Directions — Please reproduce the entries exactly, skipping each picture.

Information —
╭──

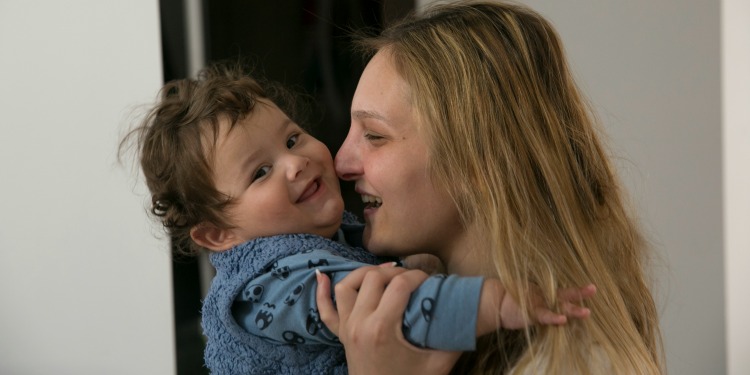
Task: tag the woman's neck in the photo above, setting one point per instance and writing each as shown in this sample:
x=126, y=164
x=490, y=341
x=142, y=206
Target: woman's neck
x=466, y=255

╰──

Solution for this problem —
Task: tag the woman's neck in the photo above, setting one point per instance and writing each as shown in this sample:
x=126, y=164
x=490, y=341
x=142, y=206
Target: woman's neck
x=466, y=255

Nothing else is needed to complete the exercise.